┌─ POTONGAN TEKS

Di sisi lain, ada juga tuntutan Presiden Trump untuk permintaan persetujuan Kongres dalam rencana pembangunan tembok perbatasan Amerika dan Meksiko yang mencapai sekitar 3.200 kilometer serta pengetatan proses imigrasi untuk mencegah imigran illegal yang datang ke Amerika Serikat.
Dari sisi saya, sebenarnya hal yang terjadi adalah perbedaan pendapat yang bisa dibicarakan secara negosiasi. Tetapi, dengan adanya like and dislike yang ada antara kedua partai politik yang ada, bisa membuat masalah yang seharusnya bisa diselesaikan, menjadi terkesan lebih tajam dari seharusnya. Partai Demokrat di Amerika Serikat, seperti yang kita ketahui, memang hampir tak pernah menyetujui akan apa yang diputuskan ataupun direncanakan oleh Presiden Donald Trump.
Mengenai DACA, yang merupakan salah satu perdebatan di pemerintahan, bagi saya, hal itu sebenarnya bisa diselesaikan di meja negosiasi. Saya sendiri, sebenarnya tidak mendukung akan pendapat Partai Demokrat yang menuntut perlindungan dari 800.000 imigran illegal tersebut. Bukan karena saya tidak berperikemanusiaan, tetapi karena sebenarnya, orangtua dari para imigran, sejak awal harusnya bisa mengusahakan melalui cara-cara yang benar untuk mendapatkan legalitas di Amerika Serikat. Kalau saja, orangtua para imigran tersebut tidak membiarkan anak-anaknya hanya menerima program DACA, dan kalau saja, orangtua para imigran ilegal itu dulunya mengupayakan legalitas melalui jalur yang benar bagi dirinya dulu, maka sudah pasti ceritanya akan berbeda bagi anak-anak mereka saat ini.
Di Amerika Serikat, sebenarnya ada banyak jalur untuk mendapatkan legalitas, baik untuk mendapatkan permanent residence sampai kewarganegaraan, mulai dari visa F1 (visa studi), visa H-1B (visa kerja), visa EB1 sampai EB5 (untuk temporary workers), atau berbagai jalur lainnya yang benar dan jelas masa depannya. Namun, untuk mendapatkan semua visa yang legal, harus melalui proses yang panjang, bahkan harus menyelesaikan paperwork yang tidak sedikit. Bahkan, untuk calon permanent residence yang mendapatkan izin tinggal melalui visa asylum atau pengungsi, tentunya tetap ada proses yang harus dilakukannya.
Secara proses, memang harus orangtuanya terlebih dahulu yang mengusahakan visa yang legal bagi mereka sendiri, barulah anak-anaknya akan mendapatkan visa dan legalitas di Amerika Serikat. Intinya, memang butuh kerajinan dari para orangtua untuk bisa mengusahakan legalitas bagi dirinya dan anak-anaknya nanti. Jika anak-anaknya berusia dibawah 21 tahun, tentunya bisa mendapatkan secara otomatis. Tetapi jika anak-anaknya sudah diatas 21 tahun, tentunya mereka harus mengusahakannya sendiri. Untuk mendapatkan berbagai visa yang legal tersebut, memang dibutuhkan upaya yang cukup banyak, dan juga paperwork yang tak sedikit. Namun, itu semua tentunya lebih aman dibandingkan jika para orangtua hanya membiarkan anak-anaknya menerima program DACA yang tak jelas masa depannya.

└─
┌─ BAHAN YANG DISEDIAKAN

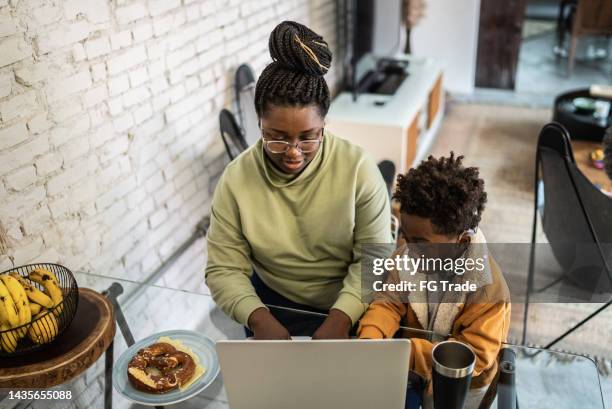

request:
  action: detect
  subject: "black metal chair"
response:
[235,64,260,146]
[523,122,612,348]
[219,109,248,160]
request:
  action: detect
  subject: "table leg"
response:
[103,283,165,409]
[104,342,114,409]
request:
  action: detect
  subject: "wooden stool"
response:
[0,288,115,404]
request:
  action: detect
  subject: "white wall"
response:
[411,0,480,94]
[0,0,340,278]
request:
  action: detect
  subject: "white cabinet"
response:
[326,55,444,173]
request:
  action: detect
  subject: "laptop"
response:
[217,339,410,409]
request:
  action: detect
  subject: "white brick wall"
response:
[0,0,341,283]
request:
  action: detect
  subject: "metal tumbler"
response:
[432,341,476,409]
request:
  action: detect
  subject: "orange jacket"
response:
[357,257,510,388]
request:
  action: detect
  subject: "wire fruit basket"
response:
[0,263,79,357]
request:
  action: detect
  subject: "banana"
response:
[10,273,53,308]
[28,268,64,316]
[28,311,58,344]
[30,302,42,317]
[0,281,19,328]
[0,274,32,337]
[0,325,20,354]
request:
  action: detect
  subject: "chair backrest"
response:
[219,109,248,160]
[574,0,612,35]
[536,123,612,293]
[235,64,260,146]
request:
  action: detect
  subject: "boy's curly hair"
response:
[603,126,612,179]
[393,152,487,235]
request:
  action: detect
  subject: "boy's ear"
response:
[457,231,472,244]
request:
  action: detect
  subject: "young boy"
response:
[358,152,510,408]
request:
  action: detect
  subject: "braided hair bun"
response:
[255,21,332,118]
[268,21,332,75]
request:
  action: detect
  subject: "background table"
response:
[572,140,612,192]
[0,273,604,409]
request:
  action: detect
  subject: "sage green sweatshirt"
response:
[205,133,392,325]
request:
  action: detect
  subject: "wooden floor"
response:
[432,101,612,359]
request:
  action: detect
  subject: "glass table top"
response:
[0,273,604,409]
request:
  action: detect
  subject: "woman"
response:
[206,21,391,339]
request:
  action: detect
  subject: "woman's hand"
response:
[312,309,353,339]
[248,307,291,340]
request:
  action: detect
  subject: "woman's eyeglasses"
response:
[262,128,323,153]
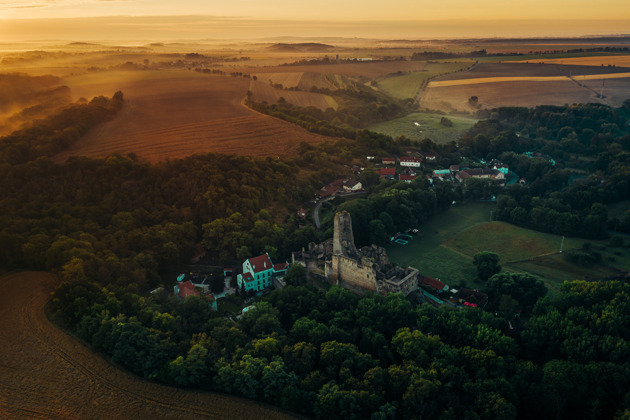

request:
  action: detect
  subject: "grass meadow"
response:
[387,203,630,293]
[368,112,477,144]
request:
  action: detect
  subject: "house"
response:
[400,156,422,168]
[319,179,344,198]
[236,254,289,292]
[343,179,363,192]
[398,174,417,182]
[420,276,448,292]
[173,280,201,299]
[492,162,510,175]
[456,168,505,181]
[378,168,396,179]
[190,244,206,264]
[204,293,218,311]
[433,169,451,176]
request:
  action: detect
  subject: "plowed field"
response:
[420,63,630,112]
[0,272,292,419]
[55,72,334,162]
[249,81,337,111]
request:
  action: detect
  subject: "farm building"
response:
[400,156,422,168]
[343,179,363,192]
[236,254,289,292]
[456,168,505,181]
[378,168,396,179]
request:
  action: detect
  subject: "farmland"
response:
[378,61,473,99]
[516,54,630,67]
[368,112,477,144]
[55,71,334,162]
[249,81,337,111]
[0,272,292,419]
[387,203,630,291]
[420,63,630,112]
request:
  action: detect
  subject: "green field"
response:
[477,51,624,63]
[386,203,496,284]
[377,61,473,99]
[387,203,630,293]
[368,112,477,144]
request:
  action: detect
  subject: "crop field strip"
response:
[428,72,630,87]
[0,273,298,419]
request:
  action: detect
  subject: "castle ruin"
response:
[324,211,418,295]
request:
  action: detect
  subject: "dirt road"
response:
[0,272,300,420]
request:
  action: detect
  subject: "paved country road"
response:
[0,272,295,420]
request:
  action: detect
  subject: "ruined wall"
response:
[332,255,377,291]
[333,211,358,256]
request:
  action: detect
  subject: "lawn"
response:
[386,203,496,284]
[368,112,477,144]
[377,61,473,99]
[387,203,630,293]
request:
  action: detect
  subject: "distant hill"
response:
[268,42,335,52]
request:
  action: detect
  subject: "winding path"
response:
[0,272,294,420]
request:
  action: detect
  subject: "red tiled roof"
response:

└─
┌─ BAHAN YANG DISEDIAKAN

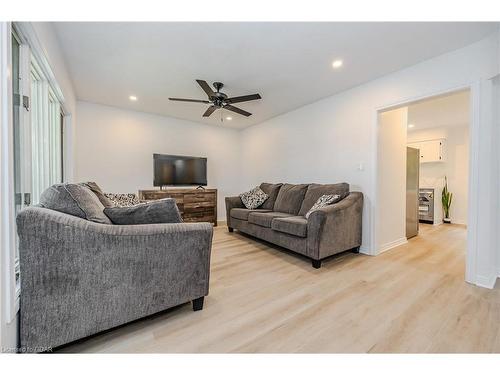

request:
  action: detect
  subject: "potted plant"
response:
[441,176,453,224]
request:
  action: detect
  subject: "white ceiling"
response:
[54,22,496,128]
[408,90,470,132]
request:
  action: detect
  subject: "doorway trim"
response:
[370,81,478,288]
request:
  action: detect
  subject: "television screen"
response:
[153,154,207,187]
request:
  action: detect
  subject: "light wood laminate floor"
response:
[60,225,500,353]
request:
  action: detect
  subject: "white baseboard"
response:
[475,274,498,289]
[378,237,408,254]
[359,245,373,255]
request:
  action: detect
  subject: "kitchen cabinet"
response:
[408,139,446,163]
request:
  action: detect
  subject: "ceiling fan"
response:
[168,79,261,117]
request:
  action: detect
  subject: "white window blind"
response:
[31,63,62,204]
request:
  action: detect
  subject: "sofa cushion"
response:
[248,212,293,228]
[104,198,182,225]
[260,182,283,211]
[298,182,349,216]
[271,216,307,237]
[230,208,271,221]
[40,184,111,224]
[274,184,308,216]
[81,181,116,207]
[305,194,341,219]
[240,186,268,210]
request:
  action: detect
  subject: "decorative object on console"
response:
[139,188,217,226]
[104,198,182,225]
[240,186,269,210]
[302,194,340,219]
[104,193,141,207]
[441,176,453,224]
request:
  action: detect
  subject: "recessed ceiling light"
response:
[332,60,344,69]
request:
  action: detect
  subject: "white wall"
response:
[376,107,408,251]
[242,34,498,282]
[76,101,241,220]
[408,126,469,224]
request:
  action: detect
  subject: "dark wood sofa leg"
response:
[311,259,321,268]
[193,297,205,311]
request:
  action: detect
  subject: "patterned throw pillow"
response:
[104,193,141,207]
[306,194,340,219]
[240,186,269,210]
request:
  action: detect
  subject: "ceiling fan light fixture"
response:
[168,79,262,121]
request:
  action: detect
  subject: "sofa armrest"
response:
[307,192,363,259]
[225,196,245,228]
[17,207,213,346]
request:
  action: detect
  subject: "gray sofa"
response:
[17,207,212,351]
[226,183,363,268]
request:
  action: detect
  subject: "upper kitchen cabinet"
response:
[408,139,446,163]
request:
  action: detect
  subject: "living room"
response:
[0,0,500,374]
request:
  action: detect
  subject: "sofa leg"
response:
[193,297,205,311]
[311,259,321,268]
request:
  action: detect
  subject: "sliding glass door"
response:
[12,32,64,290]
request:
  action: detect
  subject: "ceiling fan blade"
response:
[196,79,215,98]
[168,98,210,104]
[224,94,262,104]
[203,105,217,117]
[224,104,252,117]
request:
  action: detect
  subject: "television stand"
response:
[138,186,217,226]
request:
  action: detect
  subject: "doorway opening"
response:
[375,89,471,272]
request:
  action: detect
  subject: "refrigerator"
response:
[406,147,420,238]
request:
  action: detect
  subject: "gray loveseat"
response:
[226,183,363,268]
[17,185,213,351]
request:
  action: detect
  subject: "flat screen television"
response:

└─
┌─ BAHAN YANG DISEDIAKAN

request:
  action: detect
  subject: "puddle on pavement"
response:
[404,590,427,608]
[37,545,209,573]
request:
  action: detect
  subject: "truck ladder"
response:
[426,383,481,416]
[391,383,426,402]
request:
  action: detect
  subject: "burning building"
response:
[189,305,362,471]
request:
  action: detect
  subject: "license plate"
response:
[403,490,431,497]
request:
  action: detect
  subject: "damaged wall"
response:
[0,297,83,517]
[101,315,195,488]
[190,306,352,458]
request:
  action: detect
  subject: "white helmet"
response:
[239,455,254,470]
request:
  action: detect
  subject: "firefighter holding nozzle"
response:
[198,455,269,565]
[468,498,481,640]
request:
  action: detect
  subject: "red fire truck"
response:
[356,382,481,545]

└─

• TUGAS YANG DIBERIKAN:
Jawab pertanyaan berikut sesuai isi potongan teks.
(a) Berapa panjang tembok perbatasan Amerika dan Meksiko yang direncanakan?
(b) Berapa jumlah imigran ilegal yang perlindungannya dituntut oleh Partai Demokrat?
(c) Visa apa yang disebut sebagai visa kerja?

• HASIL TUGAS:
(a) Tembok perbatasan itu direncanakan mencapai sekitar 3.200 kilometer.
(b) Partai Demokrat menuntut perlindungan bagi 800.000 imigran ilegal.
(c) Visa kerja yang disebut adalah visa H-1B.